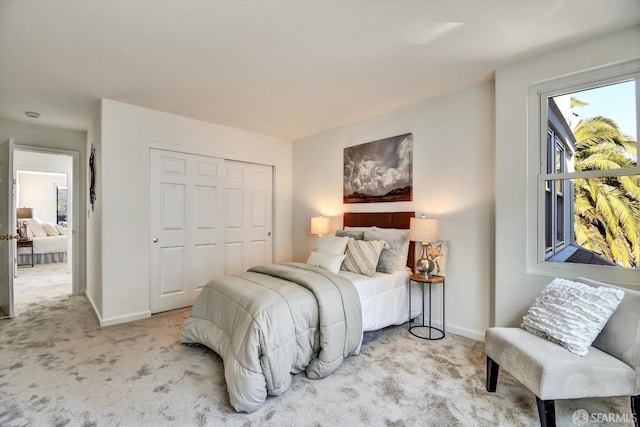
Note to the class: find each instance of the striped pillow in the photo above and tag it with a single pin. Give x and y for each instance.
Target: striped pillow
(362, 256)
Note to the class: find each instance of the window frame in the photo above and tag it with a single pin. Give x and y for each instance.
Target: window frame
(538, 175)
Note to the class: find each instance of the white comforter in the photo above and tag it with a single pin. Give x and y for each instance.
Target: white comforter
(384, 298)
(50, 244)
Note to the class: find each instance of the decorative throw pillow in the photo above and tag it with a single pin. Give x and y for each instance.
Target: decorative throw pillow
(34, 228)
(395, 257)
(329, 262)
(50, 229)
(572, 314)
(331, 245)
(352, 234)
(362, 256)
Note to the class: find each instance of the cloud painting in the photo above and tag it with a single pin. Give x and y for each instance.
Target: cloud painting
(379, 171)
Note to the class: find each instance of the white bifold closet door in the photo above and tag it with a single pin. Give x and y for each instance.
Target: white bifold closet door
(209, 217)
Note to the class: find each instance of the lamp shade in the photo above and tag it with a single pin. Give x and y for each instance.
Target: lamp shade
(319, 225)
(423, 229)
(23, 213)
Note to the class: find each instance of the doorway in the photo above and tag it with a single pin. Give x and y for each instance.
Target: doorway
(45, 202)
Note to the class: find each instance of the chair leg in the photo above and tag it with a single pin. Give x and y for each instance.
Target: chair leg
(546, 412)
(492, 374)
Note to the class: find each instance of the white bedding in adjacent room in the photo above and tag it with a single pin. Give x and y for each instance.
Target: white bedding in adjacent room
(50, 244)
(384, 298)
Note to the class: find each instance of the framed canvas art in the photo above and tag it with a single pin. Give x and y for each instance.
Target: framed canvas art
(379, 171)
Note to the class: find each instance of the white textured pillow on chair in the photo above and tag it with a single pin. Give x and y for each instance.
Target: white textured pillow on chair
(329, 262)
(572, 314)
(362, 256)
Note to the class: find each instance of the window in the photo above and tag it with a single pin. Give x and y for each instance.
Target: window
(588, 201)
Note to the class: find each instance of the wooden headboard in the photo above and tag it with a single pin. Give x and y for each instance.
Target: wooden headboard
(382, 220)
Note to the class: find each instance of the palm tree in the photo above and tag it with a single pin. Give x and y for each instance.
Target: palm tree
(606, 210)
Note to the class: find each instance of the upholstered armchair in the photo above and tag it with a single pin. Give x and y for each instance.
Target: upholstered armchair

......

## WHAT YOU SHOULD DO
Please print the material exactly as given above, omitting the pictures.

## RESULT FOR THIS EXERCISE
Note to the class: find each instance of the striped pillow in the photo above and tag it with a single pin. Give x and y for each instance.
Target: striped pillow
(362, 256)
Note to the class: find each instance of the window frame in the photo above and tag it with a single pin. Give x and y for each instance.
Target: window frame
(538, 175)
Note to the class: find each instance of the white comforter in the photo above and tag it with a single pin. Give x and y for each instance.
Target: white comforter
(384, 298)
(50, 244)
Note to the class: find each instance of the decorative throw pillow in the photo above and tag it with a single pin. Give x and y for each instance.
Target: decorative throw pillow
(34, 228)
(395, 257)
(329, 262)
(50, 229)
(572, 314)
(331, 245)
(352, 234)
(362, 256)
Note to the class: find each instance of the cloud painting in the photo above and tag it with a single pin. Give x and y for each instance.
Target: cloud painting
(379, 171)
Note to the class: find each instance of the white bifold closet door in the photo above and tag it with a single pin. Give x and y for each instance.
Target: white bifold closet door
(209, 217)
Note to the class: find each instance of the lamp shade in the photo above and tag it with a single pin. Give x and y for each instance.
Target: lamp shade
(319, 225)
(423, 229)
(23, 213)
Note to the class: find each instance of the doorway in the photo above and tag it with a single pin. Give x and y for each instance.
Target: doorway
(45, 202)
Note to the class: find each instance of the chair leg in the photo above and tag it with a single pin. Give x and y for each instance.
Target: chair leg
(546, 412)
(492, 374)
Note to the class: find each instance of the white bedding in adjacent room in the photo above and tag it with a single pin. Give x and y for each instance.
Target: white bedding in adjacent room
(50, 244)
(384, 298)
Note to the class: find each instance of the framed canvas art in the photo above and tag it with a single pin. Give x and y for each instance.
Target: framed canvas art
(379, 171)
Note to the class: find each instance of the white textured pillow on chair in the photo above and tag it with a single pin. Give x and y for each instance.
Target: white textured pillow on chair
(329, 262)
(572, 314)
(362, 256)
Note to the class: find each instance of the window in the photo above and tag it with a single pin. Give x and y for each instance.
Target: window
(588, 201)
Note to the class: find each instance of the wooden headboard in the photo above and tag it with a single pin. Give x and y for each instance.
Target: wooden headboard
(382, 220)
Note to the class: find each instance of the palm tree in the photo above and tag it with a single pin. Give x and y for each instance.
Target: palm tree
(606, 210)
Note to the class: find each instance of the upholstered armchair in the photo above and tag it with a single pin. Give x and y for each instance.
Target: upholstered armchair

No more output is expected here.